[Provided text]
Viscorp does not yet own the Amiga, due diligence and all. They're still making sure $40 million worth of Amiga guts and stuff are really there to be bought. As with the original Commodore purchase in 1995, it takes awhile.
Meanwhile, BeBoxes are now shipping to developers again, and will apparently be shipping to REAL CUSTOMERS in July. I think they cost about $2300 or so for the basic unit, twin 90MHz 603's with 16MB, CD-ROM, gig HD, and BeOS DR7 and Code Warrior. I know I won't be buying one unless I win that McDonalds Monopoly thing, but it's still nice to dream...
To be continued... (gotta run!) (Remind me to tell you about Mindmeld sometime. Oh, and... UAE. And some Ibrowse and POV3b problems...)
In other news, A1200 supplies have FINALLY filled up the two-year backlog in Europe. What this means for us American Amigans is EXCELLENT news: the boys in Germany have decided to start converting the excess warehouse A1200 stock to NTSC - and we will see Amiga 1200s on dealer shelves in the United States beginning July 4. (Cue Star Spangled Banner) Units will probably hit the ground at ridiculous prices in the $800 and up range - but that A1200 will do more things faster than an $800 Macintosh.

[Information provided]
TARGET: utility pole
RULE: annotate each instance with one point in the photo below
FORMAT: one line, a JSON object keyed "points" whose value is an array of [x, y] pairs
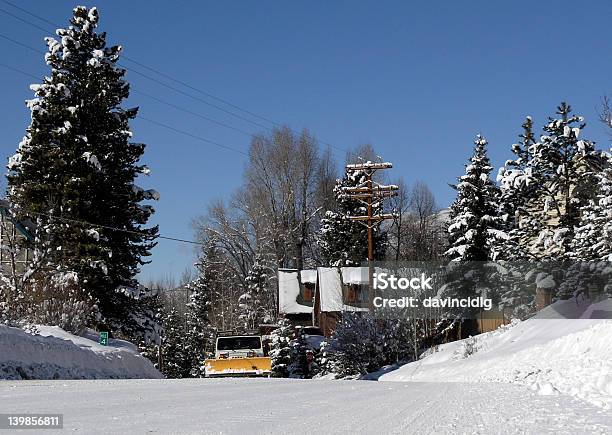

[Your task]
Update the part of the Amiga news post that opens with "To be continued..." and closes with "an $800 Macintosh.", putting "North America" in place of "the United States". The material above is separate from the Amiga news post.

[Answer to the problem]
To be continued... (gotta run!) (Remind me to tell you about Mindmeld sometime. Oh, and... UAE. And some Ibrowse and POV3b problems...)
In other news, A1200 supplies have FINALLY filled up the two-year backlog in Europe. What this means for us American Amigans is EXCELLENT news: the boys in Germany have decided to start converting the excess warehouse A1200 stock to NTSC - and we will see Amiga 1200s on dealer shelves in North America beginning July 4. (Cue Star Spangled Banner) Units will probably hit the ground at ridiculous prices in the $800 and up range - but that A1200 will do more things faster than an $800 Macintosh.